### [Labeled-object pointing entries]
━━━
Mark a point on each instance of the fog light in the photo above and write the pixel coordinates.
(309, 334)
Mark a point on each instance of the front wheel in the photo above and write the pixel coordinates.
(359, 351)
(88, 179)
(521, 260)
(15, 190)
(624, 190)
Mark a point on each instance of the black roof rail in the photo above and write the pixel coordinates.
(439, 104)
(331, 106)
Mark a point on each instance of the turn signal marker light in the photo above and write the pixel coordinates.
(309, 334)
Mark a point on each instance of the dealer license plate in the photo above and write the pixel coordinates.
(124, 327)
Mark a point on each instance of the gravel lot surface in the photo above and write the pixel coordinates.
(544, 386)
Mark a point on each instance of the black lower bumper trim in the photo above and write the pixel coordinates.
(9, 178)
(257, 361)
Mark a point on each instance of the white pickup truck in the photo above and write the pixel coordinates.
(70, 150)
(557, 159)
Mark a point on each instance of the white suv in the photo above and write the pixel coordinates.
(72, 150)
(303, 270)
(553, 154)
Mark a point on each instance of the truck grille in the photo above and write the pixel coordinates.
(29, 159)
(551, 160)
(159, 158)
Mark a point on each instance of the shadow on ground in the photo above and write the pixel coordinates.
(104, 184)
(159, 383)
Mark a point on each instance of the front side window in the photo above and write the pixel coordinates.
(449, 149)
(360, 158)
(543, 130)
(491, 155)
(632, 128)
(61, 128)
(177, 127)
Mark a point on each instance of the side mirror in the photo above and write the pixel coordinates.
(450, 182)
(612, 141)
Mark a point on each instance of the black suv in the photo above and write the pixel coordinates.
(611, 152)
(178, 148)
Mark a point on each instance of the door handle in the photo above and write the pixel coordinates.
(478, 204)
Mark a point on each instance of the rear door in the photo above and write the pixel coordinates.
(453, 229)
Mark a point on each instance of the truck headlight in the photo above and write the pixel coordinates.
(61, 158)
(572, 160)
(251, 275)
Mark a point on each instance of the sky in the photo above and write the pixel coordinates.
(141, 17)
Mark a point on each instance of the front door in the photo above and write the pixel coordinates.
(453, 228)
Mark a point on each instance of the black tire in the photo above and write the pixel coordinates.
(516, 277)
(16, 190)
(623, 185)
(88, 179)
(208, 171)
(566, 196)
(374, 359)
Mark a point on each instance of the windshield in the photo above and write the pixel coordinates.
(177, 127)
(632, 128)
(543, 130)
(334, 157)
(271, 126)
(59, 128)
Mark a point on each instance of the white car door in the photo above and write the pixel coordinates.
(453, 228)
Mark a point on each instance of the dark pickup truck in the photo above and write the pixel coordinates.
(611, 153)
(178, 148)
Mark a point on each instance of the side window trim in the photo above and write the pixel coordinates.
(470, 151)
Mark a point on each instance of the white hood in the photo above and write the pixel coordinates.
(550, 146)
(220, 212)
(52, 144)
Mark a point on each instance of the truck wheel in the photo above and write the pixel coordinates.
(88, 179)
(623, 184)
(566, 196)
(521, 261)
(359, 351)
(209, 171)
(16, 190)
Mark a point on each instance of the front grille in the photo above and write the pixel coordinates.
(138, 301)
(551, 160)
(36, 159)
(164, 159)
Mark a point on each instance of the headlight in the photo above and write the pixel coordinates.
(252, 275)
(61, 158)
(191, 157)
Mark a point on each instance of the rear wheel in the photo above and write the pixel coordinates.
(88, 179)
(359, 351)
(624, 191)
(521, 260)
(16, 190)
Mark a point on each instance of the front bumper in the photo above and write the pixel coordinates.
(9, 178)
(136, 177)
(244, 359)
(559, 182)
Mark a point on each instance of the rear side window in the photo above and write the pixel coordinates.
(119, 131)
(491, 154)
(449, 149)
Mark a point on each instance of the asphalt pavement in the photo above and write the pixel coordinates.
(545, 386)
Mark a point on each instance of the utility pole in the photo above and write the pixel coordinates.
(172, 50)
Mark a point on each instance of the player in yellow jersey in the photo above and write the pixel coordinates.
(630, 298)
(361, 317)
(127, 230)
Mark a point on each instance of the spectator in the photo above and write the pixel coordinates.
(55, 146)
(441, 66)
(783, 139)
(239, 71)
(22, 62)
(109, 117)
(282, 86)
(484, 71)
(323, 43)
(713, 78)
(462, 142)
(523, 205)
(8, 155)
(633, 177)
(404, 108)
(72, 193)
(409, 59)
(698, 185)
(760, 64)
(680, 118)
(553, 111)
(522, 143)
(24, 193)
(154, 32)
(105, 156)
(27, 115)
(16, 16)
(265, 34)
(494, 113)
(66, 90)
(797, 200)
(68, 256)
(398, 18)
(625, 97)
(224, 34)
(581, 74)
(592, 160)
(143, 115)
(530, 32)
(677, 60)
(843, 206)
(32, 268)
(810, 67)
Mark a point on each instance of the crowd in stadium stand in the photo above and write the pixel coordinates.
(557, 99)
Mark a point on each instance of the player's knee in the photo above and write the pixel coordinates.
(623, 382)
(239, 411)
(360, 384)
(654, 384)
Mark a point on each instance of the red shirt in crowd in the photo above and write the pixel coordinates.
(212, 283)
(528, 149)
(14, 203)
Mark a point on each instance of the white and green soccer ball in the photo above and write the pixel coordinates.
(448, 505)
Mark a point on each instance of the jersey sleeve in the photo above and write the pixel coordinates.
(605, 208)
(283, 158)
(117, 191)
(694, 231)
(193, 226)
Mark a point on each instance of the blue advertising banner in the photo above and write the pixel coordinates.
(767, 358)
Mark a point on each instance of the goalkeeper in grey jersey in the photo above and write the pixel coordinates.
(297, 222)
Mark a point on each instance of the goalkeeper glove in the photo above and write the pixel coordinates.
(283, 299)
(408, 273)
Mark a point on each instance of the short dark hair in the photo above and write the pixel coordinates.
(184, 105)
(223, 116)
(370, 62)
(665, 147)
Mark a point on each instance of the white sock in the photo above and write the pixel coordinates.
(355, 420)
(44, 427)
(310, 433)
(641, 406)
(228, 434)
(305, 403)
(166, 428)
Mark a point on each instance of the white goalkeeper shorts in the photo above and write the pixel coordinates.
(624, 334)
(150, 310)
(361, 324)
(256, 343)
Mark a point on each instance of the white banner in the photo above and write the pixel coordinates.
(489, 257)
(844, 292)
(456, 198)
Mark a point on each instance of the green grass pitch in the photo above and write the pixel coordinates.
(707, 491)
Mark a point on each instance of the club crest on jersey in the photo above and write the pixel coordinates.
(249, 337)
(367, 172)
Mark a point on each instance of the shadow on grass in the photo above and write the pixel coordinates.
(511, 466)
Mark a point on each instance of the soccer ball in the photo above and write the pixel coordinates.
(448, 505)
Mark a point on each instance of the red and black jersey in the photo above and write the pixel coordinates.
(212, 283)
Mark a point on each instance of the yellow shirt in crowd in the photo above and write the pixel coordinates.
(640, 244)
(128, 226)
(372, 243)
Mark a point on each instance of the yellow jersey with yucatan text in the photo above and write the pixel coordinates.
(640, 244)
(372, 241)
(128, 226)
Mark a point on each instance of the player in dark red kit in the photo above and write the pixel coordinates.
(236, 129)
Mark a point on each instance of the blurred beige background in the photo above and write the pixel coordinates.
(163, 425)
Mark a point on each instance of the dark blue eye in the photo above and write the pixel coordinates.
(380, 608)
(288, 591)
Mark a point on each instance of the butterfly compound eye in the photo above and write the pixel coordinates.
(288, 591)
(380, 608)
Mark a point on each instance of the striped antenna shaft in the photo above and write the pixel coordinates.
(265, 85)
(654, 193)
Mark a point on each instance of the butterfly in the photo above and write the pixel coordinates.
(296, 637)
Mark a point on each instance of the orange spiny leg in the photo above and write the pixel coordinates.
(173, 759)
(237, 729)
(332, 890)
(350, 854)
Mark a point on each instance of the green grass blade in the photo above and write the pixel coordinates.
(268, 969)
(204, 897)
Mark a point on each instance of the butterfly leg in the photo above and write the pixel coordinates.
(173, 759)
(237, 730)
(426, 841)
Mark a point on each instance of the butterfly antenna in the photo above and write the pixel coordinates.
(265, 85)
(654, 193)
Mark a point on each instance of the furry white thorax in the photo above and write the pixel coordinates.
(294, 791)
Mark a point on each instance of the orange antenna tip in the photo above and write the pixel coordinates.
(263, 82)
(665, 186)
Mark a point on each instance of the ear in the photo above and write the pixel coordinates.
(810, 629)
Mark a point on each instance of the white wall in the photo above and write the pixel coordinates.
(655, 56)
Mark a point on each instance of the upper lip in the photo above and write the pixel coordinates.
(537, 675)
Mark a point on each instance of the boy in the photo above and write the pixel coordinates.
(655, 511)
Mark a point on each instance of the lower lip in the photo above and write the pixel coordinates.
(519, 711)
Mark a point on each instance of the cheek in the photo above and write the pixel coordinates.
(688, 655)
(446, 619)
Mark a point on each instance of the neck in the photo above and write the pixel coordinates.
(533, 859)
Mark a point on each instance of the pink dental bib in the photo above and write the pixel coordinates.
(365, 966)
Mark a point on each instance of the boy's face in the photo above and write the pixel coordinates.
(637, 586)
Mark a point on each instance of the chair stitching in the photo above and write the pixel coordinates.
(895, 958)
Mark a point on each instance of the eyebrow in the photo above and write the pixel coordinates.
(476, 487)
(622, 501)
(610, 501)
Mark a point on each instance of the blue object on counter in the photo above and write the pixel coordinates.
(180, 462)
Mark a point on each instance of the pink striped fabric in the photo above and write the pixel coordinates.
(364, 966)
━━━
### [EXERCISE BRIEF]
Make an exact copy of every line from the one with "Mark a point on each instance of the boy in" to the end of the data, with the first and last of those lines included.

### [WRITTEN REPLY]
Mark a point on each instance of the boy in the photo above and write the pixel coordinates.
(655, 511)
Mark a point on each instance of the lower lip in the photo above and write the pixel coordinates.
(519, 711)
Mark a point on each instance of the cheek in the photo above and write the pixel coordinates.
(688, 655)
(446, 619)
Mark a point on each instance of the neck in the photo above and write the pixel coordinates.
(533, 859)
Mark a point on each instance of the pink dental bib in the photo above and write the pixel coordinates.
(365, 966)
Mark a point on each instance of the boy's face in the photo above and write the pixel coordinates.
(637, 586)
Mark a point on each instance of the chair stitching in the photo above and write the pixel coordinates.
(895, 958)
Mark a point on each instance of the eyebrow in the photo above and write the pixel coordinates.
(476, 487)
(622, 501)
(610, 501)
Mark a point on each instance of the blue object on counter in the photo above and write the pixel coordinates.
(180, 462)
Mark a point on each instance of the pink striped fabric in the photo above and write the pixel coordinates.
(364, 966)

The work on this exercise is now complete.